**Written request:**
Answer these questions about the friendship essay below:
1. On what date was it posted?
2. Which two early stages of school does it name as times when friendships are encouraged and cultivated?
3. According to the saying it quotes, what do you go to school to find?
-- START OF Page --
Friendship | Teen Ink

Friendship

May 5, 2009
By ChrissyO SILVER, Gibsonia, Pennsylvania
ChrissyO SILVER, Gibsonia, Pennsylvania
7 articles 0 photos 4 comments

Friendship is one of the most important things in anyone's life. However, friendships seem to be strongest and encouraged the most at different times and ages in a person's life; and weak and unimportant at others. However, friendship is a basic human need: the need to accepted and loved.

At the early stages of school, namely preschool and kindergarten, friendships are encouraged and cultivated. Little children are usually the most accepting of others, and friendships are easily made and kept. Later, when the children grow up and become more skeptical and need more from their friends than just sitting by them at lunchtime, friendships start to evolve and show their true colors. Teenagers may find that they just don't have anything in common anymore with people who might have been their friends since kindergarten. New friends are made, and only the test of time will tell who stood by their side while they wept, or who would leave. There's a saying that, "You don't go to school to find your husband, you go to find your bridesmaids."
-- END OF Page --
-- START OF Supplied material --
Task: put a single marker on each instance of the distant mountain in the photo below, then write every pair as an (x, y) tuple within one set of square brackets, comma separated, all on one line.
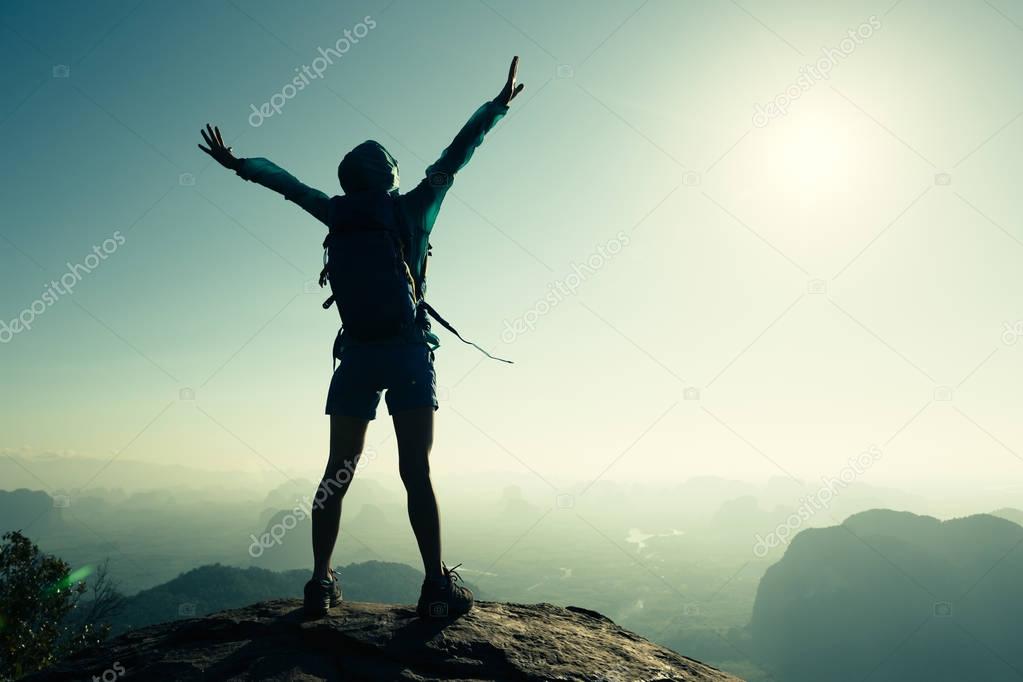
[(32, 511), (893, 596), (216, 587), (1009, 513)]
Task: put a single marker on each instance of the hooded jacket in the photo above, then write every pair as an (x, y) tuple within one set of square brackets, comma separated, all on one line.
[(369, 169)]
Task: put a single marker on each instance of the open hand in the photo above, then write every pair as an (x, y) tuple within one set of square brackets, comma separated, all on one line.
[(220, 151), (510, 89)]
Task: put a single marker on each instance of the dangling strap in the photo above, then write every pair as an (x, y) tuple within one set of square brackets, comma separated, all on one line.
[(447, 325)]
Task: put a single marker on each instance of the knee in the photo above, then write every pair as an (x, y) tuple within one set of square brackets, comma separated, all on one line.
[(414, 471), (331, 489)]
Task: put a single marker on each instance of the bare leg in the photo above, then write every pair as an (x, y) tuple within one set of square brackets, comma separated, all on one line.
[(348, 436), (414, 432)]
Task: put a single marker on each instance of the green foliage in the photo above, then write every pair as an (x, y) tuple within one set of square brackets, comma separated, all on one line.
[(39, 598)]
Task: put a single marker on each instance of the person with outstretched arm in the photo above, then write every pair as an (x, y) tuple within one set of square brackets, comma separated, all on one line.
[(376, 352)]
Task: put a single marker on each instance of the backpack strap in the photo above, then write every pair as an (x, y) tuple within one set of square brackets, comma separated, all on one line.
[(447, 325)]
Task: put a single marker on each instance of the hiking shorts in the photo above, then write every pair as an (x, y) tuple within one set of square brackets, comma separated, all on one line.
[(366, 370)]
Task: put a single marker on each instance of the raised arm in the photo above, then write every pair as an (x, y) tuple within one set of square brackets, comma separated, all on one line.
[(430, 192), (268, 174)]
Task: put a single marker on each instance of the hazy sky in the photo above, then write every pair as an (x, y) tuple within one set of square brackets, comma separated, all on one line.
[(821, 279)]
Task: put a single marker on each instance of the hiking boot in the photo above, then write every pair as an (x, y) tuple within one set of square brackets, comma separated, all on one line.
[(443, 597), (321, 595)]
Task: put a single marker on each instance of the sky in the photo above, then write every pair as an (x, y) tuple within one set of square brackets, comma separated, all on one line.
[(746, 239)]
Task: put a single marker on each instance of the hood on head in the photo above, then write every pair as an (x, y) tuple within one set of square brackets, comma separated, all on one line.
[(368, 166)]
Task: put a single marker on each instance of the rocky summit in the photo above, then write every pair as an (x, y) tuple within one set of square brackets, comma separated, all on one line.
[(273, 641)]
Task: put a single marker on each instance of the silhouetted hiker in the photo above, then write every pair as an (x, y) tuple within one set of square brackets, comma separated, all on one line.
[(375, 262)]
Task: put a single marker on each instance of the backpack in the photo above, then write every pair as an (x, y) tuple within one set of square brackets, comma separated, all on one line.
[(364, 262)]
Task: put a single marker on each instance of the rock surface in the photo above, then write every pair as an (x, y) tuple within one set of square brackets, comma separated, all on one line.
[(271, 641)]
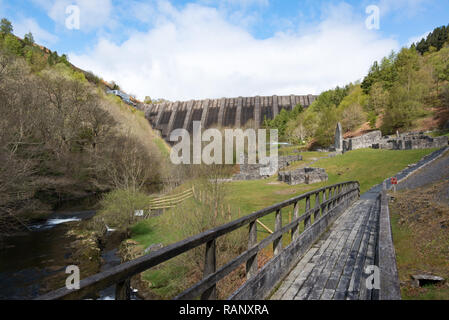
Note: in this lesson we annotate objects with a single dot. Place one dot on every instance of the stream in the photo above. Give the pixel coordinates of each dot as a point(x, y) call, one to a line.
point(30, 260)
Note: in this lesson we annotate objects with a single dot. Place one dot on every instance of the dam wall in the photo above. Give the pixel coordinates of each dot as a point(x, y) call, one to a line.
point(241, 112)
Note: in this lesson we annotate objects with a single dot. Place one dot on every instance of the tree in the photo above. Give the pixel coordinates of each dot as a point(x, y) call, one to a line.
point(13, 45)
point(148, 100)
point(353, 117)
point(378, 98)
point(6, 27)
point(29, 39)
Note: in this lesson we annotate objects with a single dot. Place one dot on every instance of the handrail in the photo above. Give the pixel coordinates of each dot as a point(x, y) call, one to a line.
point(121, 274)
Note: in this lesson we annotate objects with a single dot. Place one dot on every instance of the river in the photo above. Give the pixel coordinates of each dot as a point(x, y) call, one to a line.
point(31, 261)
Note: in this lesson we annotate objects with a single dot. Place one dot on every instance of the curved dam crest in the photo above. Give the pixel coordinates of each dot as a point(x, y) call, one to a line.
point(241, 112)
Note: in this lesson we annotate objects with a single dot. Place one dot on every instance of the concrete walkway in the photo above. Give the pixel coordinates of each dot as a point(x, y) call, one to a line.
point(333, 268)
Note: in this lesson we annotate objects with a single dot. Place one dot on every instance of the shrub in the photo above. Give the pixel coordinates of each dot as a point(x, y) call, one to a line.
point(118, 210)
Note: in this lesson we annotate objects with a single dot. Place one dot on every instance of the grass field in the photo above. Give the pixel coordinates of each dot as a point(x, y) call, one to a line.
point(368, 166)
point(420, 223)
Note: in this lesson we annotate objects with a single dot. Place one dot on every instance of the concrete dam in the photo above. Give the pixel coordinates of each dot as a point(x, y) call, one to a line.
point(242, 112)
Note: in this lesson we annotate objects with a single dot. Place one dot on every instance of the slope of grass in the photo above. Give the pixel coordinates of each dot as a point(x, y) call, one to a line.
point(420, 221)
point(368, 166)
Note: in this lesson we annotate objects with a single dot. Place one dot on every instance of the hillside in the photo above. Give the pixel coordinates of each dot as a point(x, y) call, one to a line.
point(62, 137)
point(406, 91)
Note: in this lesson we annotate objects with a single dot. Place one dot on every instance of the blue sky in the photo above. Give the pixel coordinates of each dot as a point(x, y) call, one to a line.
point(183, 50)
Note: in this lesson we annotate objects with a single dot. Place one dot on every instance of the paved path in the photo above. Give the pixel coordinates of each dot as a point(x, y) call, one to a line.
point(437, 171)
point(333, 268)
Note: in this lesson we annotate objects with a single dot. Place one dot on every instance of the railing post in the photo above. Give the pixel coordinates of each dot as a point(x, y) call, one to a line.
point(295, 230)
point(323, 211)
point(123, 290)
point(277, 244)
point(307, 219)
point(318, 204)
point(332, 193)
point(251, 264)
point(210, 264)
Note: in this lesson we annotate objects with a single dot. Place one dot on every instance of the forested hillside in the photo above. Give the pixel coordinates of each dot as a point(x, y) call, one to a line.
point(405, 91)
point(62, 137)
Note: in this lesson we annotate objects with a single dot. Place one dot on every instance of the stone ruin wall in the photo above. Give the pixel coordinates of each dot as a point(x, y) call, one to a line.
point(303, 176)
point(365, 141)
point(239, 112)
point(407, 141)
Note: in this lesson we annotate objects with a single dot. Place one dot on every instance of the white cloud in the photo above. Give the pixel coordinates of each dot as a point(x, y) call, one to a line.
point(416, 39)
point(196, 53)
point(93, 13)
point(40, 35)
point(408, 8)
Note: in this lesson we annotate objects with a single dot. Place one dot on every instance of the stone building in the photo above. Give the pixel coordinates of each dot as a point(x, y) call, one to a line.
point(303, 176)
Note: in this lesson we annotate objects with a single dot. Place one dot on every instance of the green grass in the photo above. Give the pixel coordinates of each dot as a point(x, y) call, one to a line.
point(440, 133)
point(368, 166)
point(422, 247)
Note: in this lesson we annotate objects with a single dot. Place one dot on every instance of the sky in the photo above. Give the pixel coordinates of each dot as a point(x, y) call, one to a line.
point(183, 50)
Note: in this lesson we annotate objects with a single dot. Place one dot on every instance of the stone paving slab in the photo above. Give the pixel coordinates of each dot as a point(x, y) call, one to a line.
point(333, 269)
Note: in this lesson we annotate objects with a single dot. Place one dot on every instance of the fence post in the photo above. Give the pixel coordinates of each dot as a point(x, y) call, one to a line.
point(277, 244)
point(295, 230)
point(210, 264)
point(324, 207)
point(307, 219)
point(332, 193)
point(123, 290)
point(251, 264)
point(318, 204)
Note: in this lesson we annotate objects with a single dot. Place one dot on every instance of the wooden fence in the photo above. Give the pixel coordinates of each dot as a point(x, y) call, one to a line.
point(329, 203)
point(171, 201)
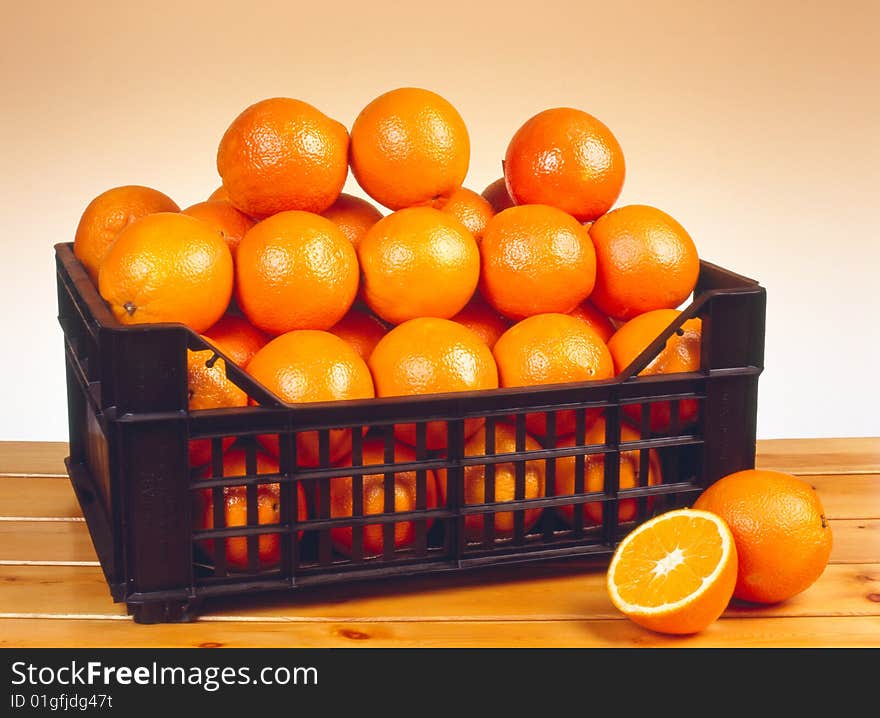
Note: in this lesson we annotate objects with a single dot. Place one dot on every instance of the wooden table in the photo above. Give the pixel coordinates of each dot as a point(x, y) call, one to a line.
point(53, 594)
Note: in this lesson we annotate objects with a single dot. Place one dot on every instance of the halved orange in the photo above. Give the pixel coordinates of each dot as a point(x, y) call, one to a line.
point(675, 573)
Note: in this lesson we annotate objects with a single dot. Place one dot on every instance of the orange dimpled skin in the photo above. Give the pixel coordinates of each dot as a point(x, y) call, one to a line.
point(418, 262)
point(469, 208)
point(307, 366)
point(481, 318)
point(167, 267)
point(536, 259)
point(587, 312)
point(783, 539)
point(353, 215)
point(283, 154)
point(430, 356)
point(225, 218)
point(645, 260)
point(497, 196)
point(681, 353)
point(107, 215)
point(361, 329)
point(405, 499)
point(409, 147)
point(552, 349)
point(568, 159)
point(594, 475)
point(295, 270)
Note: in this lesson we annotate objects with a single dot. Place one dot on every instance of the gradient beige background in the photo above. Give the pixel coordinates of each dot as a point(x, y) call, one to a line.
point(754, 123)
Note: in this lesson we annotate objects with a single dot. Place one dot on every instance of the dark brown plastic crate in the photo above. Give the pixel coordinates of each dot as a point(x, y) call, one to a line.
point(130, 430)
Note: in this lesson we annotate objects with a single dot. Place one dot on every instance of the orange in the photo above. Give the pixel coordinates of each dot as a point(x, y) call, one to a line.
-- END OF Supplied material --
**Exercise solution:**
1. May 5, 2009
2. Preschool and kindergarten
3. Your bridesmaids